Stated problem 1: Count the lines in the rows below that contain the string "hair", and give only that number.

In Solitaire Caesar the player will attempt to replicate the rise and fall of the Roman Empire from 350BC to 1453AD. The game is fairly simple in its rules overhead as well as the different pieces that the player can control but was designed as an introductory wargame covering one of the greatest Empires in the World’s history. Players will lead Legions around the map, taking Cities, conquering Provinces to build up additional Cities and protecting against the continual onslaught of Barbarian tribes from all directions of the compass. Each turn the player will score Victory Points from controlling cities and will track those throughout the various scenarios or full play campaign attempting to replicate or even do better than the historical result.
In Action Point 1, we took a tour of the map and examined the differences between Civilized, Wild and Wilderness Provinces. In Action Point 2, we took a look at the Turn Track and the set number of Talents the player will receive each round and then looked at the Roman Phase and the various actions the player can take including Raise Legions, Move those Legions to invade Provinces and conduct Roman Combat and Build Cities. In Action Point 3, we examined the Barbarian Phase and the differences between Civilized and Uncivilized Barbarians and how they move and attack. In this Action Point, which is the final one in this series, we will cover the Optional Rules, including things like the Emperor, Bribery, Skilled General and Roman Income Variant, which is like easy mode, and finish up with some simple strategies to keep in mind that will improve your chances of winning.
The designer included several Optional Rules into the game which were designed to either simplify certain aspects of the game, such as the dice rolling for combats or dice rolls for determining the number and locations of Barbarian armies, or to add some flavor, such as The Emperor, Skilled General, Donatives and Bribery. Let’s take a look at some of these options.
The Emperor – Hail Caesar!
As I have discussed in the previous posts, the combat really boils down to a 50/50 die roll. On a roll of 1-3, the Legions win and a Barbarian Army counter is removed while on a roll of 4-6, the Barbarians are victorious and the Legion is destroyed. In the time, it was fairly common for the Emperor to carry a sword and lead their armies in battle. This is an option in the game as the player can add in the Emperor Legion Counter. On Turn 1, the player will place the Emperor Counter in Rome and will reduce their Income that Turn by 1 to pay for the Legion (1 Talent is the cost of a normal Legion).
The real power in the Emperor Legion is that when they lose a combat the Legion isn’t necessarily immediately destroyed. The Legion will lose combat as normal, on a roll of 4+ but unless the roll is a 6 the Legion will simply be retreated to the nearest Roman controlled City on the map. The really bad part about using the Emperor Legion though is if it is destroyed it causes a Civil War among the remaining forces of the Empire. Let me explain what I mean by that.
If the Emperor Legion ever rolls a 6 in combat it will be destroyed. If this happens, half of all Legions on the map are eliminated rounding down. You might ask why is this the case? Well, it is a very subtle thematic element from the Roman Empire. If an Emperor was killed, in combat, through poisoning or assassination, it created a furor for the right to claim the throne and don the purple. Everyone would try to consolidate their power, get their supporters riled up and convinced that they were the legitimate successor. This Civil War was fought out on the battlefield and would leave to thousands being killed. Therefore in the game, the player will lose half of their Legions. A very well integrated and interesting optional rule for sure and more often than not I play with this rule.

Stated problem 2: Carry on the passage about Solitaire Caesar above from the point where it stops.

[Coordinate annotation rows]
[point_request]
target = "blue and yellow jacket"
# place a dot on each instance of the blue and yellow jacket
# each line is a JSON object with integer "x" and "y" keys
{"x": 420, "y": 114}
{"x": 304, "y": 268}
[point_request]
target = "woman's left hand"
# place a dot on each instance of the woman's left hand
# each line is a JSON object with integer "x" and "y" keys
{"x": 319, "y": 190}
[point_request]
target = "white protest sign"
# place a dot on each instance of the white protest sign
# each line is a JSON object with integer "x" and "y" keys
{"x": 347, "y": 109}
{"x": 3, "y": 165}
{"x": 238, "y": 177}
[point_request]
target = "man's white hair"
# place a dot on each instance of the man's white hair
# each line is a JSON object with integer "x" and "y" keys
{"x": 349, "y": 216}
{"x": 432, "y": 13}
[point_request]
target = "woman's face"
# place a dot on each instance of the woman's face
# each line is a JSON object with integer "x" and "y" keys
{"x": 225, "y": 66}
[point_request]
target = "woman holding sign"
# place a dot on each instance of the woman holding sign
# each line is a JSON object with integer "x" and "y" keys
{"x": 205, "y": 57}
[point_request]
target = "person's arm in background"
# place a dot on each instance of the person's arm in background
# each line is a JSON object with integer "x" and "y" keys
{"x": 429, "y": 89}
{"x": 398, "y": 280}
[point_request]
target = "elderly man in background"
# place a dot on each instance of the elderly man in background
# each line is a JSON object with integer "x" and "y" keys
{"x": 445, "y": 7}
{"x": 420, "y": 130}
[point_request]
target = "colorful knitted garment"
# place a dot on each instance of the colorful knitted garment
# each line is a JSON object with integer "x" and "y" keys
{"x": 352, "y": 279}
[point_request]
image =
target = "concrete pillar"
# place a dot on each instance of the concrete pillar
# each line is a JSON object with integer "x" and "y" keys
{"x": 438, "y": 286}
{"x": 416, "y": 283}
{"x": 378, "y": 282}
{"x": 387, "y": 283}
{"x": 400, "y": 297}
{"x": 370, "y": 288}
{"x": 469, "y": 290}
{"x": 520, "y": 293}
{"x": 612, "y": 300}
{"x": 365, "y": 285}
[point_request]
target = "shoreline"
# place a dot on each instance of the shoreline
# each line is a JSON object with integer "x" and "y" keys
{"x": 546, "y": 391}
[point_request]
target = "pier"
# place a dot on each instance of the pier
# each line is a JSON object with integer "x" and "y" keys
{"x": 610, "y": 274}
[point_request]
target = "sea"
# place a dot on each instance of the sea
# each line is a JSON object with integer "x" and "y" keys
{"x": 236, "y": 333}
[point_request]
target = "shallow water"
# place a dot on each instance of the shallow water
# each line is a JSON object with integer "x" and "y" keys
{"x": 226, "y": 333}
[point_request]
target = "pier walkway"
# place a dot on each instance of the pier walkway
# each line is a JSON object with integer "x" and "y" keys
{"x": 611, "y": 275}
...
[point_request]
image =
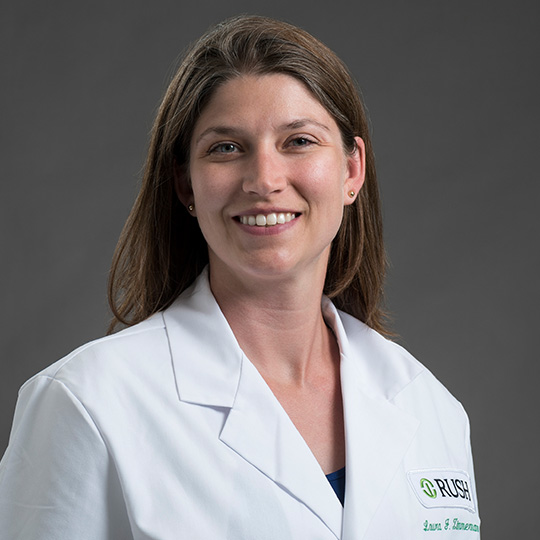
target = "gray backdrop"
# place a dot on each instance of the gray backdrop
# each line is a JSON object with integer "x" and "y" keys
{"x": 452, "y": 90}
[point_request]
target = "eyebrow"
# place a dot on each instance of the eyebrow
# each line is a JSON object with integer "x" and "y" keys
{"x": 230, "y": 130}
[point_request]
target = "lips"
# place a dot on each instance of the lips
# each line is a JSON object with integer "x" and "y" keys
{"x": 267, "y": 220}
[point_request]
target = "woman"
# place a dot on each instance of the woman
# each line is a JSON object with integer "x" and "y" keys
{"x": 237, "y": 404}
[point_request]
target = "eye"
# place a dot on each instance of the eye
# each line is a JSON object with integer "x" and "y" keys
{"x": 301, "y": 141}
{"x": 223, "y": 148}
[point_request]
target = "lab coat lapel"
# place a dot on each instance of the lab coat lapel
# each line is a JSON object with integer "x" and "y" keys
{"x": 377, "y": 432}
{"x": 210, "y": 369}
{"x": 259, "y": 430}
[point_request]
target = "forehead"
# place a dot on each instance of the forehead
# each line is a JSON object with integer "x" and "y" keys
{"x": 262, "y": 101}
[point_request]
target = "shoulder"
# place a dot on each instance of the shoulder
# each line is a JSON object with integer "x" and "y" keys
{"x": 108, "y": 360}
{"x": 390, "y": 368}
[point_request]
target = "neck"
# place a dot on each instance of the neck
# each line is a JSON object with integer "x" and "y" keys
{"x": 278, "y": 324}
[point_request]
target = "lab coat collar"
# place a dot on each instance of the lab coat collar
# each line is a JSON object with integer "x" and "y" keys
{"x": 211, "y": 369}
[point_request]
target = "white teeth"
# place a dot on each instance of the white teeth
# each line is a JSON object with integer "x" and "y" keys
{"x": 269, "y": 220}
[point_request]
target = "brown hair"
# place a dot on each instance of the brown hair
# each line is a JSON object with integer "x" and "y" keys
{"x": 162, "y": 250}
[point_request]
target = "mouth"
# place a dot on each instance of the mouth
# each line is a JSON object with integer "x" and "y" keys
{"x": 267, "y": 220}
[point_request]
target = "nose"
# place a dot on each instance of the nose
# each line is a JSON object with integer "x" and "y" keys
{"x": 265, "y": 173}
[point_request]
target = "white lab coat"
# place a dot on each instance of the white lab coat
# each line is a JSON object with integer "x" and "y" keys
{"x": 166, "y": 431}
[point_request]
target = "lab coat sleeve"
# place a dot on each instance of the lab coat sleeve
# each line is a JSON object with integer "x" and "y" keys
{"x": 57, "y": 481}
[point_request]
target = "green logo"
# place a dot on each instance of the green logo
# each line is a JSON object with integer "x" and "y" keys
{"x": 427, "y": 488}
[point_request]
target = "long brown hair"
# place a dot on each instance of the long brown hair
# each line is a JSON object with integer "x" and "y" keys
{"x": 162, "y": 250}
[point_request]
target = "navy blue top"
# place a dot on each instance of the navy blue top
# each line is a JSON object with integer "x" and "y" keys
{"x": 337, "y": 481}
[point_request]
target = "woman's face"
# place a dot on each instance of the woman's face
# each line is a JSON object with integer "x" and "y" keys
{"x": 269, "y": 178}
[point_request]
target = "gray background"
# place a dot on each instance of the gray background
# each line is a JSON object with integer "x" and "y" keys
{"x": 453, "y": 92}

Exercise answer 1: 6

Exercise answer 2:
One of the options that I also really like is the Skilled General. You have heard me state that the combat is pretty simple and is basically a 50/50 die roll. With the addition of the Skilled General though the player has some more options and ability in combat.
After the Random City roll at the beginning of the round, the player will roll another D6 when using the Skilled General Optional Rule. On a roll of 5 or 6, the player will be gifted the presence of a Skilled General for that turn only. This Skilled General can only be used once during the turn though so it is not a huge advantage but definitely nice to have.
The ability is pretty good as it can be used to change the result of a single die from unfavorable to favorable. This can be used in a combat or a Barbarian movement random roll. The ability cannot be used to change the roll that generates the number of Barbarian Armies that will appear that round. The Skilled General marker does not act as a Legion like the Emperor Legion did and is placed on the Turn Track to remind the player that they have the advantage this round.
Once again another very nice thematic addition that will save your bacon once during that turn but doesn’t provide you with a continual benefit. Remember, this game is not a tactical combat simulation of the Roman Empire but more an exercise in survival and planning. In the pictures above you will notice that the Legion attacking across the Turkish Straits doesn’t roll very well and loses their combat. They needed to roll a 2 to win, which is less than the normal required 3 because they are attacking across a Sea Line of Communication. But, remember, the player has access to the advantage from teh Skilled General and they call in reinforcements that were held in reserve and changes the die result from unfavorable (5) to favorable (2). The 2 was needed because the Legion is attacking across a Sea Line of Communication.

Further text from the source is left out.